Repeat, exactly and alone, every line from the line that contains "Please indicate the jeans" to the end of the entries.
** begin **
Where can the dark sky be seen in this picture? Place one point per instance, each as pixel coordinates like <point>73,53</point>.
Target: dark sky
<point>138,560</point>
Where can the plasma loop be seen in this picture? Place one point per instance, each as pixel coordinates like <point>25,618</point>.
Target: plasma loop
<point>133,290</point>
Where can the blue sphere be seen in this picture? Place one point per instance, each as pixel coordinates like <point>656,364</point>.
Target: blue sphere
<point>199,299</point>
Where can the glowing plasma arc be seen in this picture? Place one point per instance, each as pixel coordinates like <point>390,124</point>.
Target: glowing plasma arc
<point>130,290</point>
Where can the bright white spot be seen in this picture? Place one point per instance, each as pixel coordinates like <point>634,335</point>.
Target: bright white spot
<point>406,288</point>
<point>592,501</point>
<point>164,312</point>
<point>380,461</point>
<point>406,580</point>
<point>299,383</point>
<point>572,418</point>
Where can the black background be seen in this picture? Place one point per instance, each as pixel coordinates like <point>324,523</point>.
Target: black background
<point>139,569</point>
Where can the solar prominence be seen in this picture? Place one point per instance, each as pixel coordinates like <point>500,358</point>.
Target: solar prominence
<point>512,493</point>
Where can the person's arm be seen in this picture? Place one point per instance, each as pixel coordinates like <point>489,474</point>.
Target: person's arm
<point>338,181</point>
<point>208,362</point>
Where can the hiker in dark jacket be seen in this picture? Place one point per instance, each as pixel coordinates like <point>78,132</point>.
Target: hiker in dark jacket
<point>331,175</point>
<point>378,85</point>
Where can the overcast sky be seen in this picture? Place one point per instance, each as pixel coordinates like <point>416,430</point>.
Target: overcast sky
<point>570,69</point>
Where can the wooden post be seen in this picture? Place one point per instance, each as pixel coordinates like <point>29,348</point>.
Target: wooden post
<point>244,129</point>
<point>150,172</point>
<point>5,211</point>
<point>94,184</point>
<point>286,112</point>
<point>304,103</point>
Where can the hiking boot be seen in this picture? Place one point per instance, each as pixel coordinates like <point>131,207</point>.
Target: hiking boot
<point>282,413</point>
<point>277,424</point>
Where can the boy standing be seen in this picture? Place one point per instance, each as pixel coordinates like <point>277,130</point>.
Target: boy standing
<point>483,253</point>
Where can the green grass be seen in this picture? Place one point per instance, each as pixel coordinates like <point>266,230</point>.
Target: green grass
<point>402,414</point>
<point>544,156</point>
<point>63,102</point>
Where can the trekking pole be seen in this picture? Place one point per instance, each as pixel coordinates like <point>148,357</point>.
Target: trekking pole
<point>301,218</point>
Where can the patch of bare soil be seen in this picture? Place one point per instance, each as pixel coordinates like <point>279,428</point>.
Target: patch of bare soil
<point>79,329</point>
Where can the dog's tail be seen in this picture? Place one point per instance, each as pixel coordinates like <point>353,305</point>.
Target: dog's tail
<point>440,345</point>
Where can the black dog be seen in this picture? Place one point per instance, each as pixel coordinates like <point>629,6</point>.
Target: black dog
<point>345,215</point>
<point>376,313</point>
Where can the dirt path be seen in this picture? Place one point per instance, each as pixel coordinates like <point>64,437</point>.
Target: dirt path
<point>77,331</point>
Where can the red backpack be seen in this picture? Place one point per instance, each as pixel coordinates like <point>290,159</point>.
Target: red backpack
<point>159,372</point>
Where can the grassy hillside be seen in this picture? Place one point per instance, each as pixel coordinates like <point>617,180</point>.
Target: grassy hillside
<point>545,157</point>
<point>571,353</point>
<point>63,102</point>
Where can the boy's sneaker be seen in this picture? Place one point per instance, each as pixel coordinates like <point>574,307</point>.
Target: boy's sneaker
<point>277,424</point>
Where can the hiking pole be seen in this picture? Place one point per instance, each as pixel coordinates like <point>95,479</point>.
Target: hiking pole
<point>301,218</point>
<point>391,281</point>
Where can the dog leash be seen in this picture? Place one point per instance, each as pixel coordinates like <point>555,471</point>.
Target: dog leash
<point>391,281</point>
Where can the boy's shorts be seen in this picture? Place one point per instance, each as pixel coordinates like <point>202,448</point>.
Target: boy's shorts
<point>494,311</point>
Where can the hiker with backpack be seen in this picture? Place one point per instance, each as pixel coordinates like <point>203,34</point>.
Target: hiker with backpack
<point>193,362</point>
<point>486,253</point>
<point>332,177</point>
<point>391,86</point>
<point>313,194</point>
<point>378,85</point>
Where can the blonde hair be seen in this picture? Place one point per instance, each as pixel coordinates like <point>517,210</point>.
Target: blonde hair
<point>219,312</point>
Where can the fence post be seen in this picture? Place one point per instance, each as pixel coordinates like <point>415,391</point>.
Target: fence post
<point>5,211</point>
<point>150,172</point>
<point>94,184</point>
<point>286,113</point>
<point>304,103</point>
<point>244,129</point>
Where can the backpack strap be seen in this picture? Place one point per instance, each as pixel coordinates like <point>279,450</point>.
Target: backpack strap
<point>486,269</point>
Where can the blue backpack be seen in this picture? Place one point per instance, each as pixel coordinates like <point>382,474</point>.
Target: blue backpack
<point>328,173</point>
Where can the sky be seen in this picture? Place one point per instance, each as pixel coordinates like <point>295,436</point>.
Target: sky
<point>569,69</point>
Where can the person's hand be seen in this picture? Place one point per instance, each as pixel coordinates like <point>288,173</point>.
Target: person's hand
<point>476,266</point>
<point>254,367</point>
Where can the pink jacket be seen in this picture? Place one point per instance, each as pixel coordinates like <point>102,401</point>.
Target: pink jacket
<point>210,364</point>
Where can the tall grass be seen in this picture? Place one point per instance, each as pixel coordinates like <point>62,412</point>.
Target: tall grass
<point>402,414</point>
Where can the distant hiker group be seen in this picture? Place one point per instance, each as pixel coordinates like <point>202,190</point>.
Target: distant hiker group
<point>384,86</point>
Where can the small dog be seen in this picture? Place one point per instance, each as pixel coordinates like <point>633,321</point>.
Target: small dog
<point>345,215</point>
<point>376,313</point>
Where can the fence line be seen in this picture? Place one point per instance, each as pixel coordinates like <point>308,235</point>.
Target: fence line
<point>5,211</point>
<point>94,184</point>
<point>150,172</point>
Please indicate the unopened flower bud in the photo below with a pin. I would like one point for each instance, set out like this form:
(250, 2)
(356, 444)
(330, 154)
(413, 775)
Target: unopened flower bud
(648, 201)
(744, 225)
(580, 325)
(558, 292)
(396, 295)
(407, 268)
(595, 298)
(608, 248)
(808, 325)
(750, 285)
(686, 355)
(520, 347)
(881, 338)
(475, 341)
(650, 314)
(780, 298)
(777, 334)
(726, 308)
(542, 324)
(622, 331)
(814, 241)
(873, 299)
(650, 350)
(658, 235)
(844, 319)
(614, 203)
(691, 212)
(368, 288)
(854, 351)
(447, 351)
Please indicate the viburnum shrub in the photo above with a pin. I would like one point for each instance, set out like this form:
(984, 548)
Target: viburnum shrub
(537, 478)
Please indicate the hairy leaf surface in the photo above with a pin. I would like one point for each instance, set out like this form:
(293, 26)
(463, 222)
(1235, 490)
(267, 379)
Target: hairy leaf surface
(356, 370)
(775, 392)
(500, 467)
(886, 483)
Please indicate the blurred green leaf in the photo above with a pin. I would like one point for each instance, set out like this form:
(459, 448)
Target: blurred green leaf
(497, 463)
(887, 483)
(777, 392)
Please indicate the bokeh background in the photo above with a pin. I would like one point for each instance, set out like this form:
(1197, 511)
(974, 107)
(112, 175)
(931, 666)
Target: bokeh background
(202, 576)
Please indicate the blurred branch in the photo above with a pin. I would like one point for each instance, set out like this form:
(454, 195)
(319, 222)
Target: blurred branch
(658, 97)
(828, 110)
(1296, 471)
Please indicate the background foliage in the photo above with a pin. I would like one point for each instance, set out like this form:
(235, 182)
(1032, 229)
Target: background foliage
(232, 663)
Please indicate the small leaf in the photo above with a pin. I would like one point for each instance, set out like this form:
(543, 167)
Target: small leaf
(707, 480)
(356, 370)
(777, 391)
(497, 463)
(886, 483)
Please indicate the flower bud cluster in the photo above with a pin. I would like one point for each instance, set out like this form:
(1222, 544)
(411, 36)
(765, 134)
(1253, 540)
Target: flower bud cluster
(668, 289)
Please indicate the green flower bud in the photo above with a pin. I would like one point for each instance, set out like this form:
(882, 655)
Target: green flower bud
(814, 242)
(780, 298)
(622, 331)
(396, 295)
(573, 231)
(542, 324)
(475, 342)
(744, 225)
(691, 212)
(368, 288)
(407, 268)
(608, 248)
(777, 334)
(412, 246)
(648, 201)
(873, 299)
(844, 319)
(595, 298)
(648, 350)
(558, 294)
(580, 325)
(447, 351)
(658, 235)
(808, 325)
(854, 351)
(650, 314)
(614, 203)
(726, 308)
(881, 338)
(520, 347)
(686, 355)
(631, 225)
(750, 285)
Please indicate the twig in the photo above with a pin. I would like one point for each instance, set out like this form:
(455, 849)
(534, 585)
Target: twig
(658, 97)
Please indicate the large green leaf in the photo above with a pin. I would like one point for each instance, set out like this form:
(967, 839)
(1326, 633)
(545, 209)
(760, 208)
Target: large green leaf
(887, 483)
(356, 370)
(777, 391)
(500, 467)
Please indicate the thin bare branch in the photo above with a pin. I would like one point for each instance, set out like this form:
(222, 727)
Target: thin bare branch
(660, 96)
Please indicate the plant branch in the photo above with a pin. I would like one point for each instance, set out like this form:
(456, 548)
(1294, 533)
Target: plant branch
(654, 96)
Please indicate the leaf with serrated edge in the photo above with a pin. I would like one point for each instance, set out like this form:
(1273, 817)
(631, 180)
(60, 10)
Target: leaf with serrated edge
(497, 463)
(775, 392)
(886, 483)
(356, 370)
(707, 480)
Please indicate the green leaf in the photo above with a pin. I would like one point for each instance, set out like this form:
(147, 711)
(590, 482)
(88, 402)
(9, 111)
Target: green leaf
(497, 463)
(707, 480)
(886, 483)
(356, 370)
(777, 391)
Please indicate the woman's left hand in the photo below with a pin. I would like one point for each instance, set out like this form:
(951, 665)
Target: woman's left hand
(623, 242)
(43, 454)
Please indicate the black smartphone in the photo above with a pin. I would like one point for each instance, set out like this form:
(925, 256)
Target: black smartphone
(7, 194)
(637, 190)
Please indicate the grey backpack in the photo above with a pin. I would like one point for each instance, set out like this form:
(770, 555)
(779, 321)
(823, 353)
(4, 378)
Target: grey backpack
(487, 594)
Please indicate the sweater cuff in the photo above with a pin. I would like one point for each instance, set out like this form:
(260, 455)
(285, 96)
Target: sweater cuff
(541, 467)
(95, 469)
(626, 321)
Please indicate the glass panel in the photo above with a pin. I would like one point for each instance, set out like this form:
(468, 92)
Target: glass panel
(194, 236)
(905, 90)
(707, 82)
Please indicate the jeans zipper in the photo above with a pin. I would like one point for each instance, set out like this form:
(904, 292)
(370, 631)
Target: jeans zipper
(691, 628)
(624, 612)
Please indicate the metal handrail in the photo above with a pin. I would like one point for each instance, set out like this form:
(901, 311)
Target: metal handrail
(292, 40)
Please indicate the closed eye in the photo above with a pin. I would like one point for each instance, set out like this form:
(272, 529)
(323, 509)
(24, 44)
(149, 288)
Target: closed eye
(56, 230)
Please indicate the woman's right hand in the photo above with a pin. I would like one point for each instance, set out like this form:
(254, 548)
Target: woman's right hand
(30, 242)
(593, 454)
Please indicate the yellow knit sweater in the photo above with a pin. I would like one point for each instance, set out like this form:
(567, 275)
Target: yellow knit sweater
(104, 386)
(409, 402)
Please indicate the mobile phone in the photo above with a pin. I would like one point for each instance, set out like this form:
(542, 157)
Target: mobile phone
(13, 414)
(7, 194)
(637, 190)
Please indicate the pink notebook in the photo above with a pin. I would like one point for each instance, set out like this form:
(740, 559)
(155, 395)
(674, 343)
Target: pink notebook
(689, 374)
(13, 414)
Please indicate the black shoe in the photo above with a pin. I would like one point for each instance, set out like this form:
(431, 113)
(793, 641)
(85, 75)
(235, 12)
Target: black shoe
** end **
* **Expected output**
Please indicate the jeans zipper in the photo above with a pin. I would like one point for each instance, set out like this form:
(904, 292)
(370, 631)
Target: jeans zipper
(691, 628)
(624, 612)
Please indicate the metal handrail in the photo above with a pin. I would like one point for each instance, set out like this form:
(901, 311)
Target: metal handrail
(292, 40)
Please indicate the closed eye in the photo above with a pin. I would like one point for each instance, set out like this form:
(272, 529)
(323, 509)
(24, 44)
(149, 288)
Target: closed eye
(56, 230)
Please indicate the woman's right hand in the photo above with a pin. I would like one point for each instance, set out like this form:
(254, 548)
Target: woman's right hand
(30, 242)
(593, 454)
Please indicate the yellow knit sweater in the photo above with a pin. I would like one point for each instance, set out like this form:
(567, 275)
Target: yellow knit sweater
(104, 386)
(409, 402)
Please indicate the mobile phone in the photo above with a pin. I would like one point for each instance, set out like this form:
(542, 157)
Target: mobile phone
(13, 414)
(7, 194)
(637, 190)
Please indicate the pink notebook in the photo above with a pin. I would like one point for each instance, set out like this form:
(740, 559)
(155, 395)
(674, 343)
Target: pink notebook
(689, 374)
(13, 414)
Please indicate the black shoe in the photo above with a pin. I would like one point for each instance, set out like this form:
(431, 113)
(793, 641)
(85, 75)
(235, 12)
Target: black shoe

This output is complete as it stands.